■ SHORT EXERCISE 1 ■
Pull out every line of the records below that contains the string "shirt", treating uppercase and lowercase letters as distinct.

■ TEXT PROVIDED ■
• • • • • • •
For the past decade and more, everyone in business was told that success in a rapidly changing world required constant "thinking outside the box." The result has often been financially and ethically disastrous. Now, in a radical reassessment of what really works, this book shows that the business world lost its way when it forgot how to think inside the box. Challenging the prevailing wisdom and trend-of-the-minute management advice, award-winning journalist and international businessman Kirk Cheyfitz lays out a set of historically proven principles he calls "The Box" -- the 12 unchanging rules for building, expanding, and maintaining a strong business. Everyone with an interest in business -- whether students, entrepreneurs, corporate managers, consultants, or CEOs -- will benefit from the brilliant and fundamental insights of Thinking Inside The Box:

· Learn to tell the difference between what can and cannot be controlled by management, and focus on the areas that will make the most difference.
· Understand the economic principles that never change so you can devote your attention to the things that are changing all the time.
• • • • • • •
■ SHORT EXERCISE 2 ■
Name every kind of person that the book description lists as someone with an interest in business.

■ Data listing ■
• • • • • • •
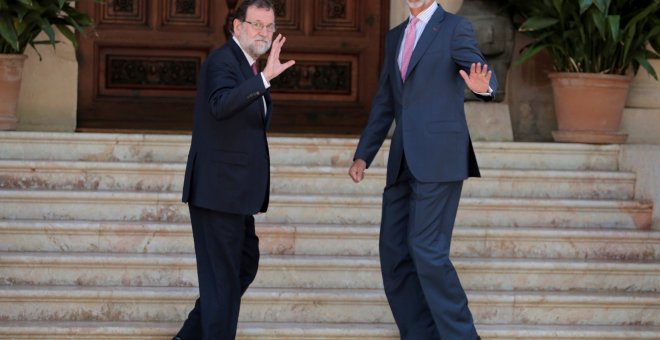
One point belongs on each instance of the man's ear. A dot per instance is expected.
(236, 24)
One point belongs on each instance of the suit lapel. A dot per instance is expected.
(246, 70)
(243, 65)
(430, 32)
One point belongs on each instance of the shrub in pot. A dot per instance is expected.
(596, 46)
(21, 22)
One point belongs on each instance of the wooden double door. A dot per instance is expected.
(139, 67)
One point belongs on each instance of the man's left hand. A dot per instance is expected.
(478, 80)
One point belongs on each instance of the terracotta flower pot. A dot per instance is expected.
(11, 73)
(589, 107)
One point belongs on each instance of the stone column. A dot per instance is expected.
(641, 118)
(49, 89)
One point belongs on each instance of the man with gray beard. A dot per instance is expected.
(429, 59)
(227, 176)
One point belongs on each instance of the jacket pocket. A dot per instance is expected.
(230, 157)
(444, 126)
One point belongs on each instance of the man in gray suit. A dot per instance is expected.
(429, 59)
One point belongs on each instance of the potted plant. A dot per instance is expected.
(596, 46)
(21, 21)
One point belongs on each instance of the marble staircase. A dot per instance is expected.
(94, 243)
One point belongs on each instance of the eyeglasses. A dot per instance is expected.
(270, 28)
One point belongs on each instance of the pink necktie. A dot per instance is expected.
(408, 45)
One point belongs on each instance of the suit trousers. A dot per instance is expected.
(421, 284)
(227, 253)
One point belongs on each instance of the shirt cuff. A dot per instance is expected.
(266, 82)
(489, 93)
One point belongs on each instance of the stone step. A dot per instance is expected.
(94, 330)
(156, 177)
(70, 303)
(290, 151)
(323, 209)
(339, 240)
(299, 271)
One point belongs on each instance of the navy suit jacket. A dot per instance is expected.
(428, 108)
(228, 167)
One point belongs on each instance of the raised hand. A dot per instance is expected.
(356, 171)
(273, 65)
(479, 78)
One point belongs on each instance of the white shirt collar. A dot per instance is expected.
(426, 15)
(249, 58)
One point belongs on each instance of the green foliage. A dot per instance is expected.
(594, 36)
(21, 21)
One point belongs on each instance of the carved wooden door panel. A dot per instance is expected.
(138, 71)
(337, 45)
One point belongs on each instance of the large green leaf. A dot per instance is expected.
(584, 5)
(8, 34)
(613, 22)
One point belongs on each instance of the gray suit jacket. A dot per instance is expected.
(428, 108)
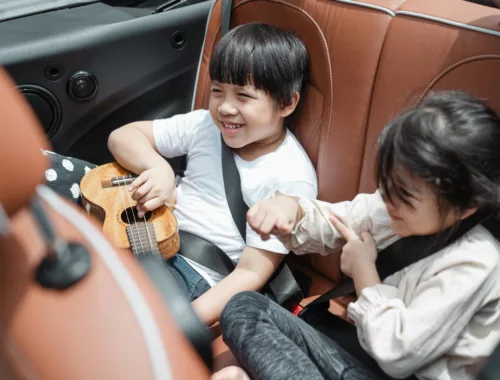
• • • • • • •
■ TASK SOLUTION 1 ■
One point belongs on each instance of the shirt cuff. A dot per instance is expected.
One point belongs on each instance of the white shirt collar. A dot per instance is expected.

■ TASK SOLUTION 2 ■
Students, entrepreneurs, corporate managers, consultants, and CEOs.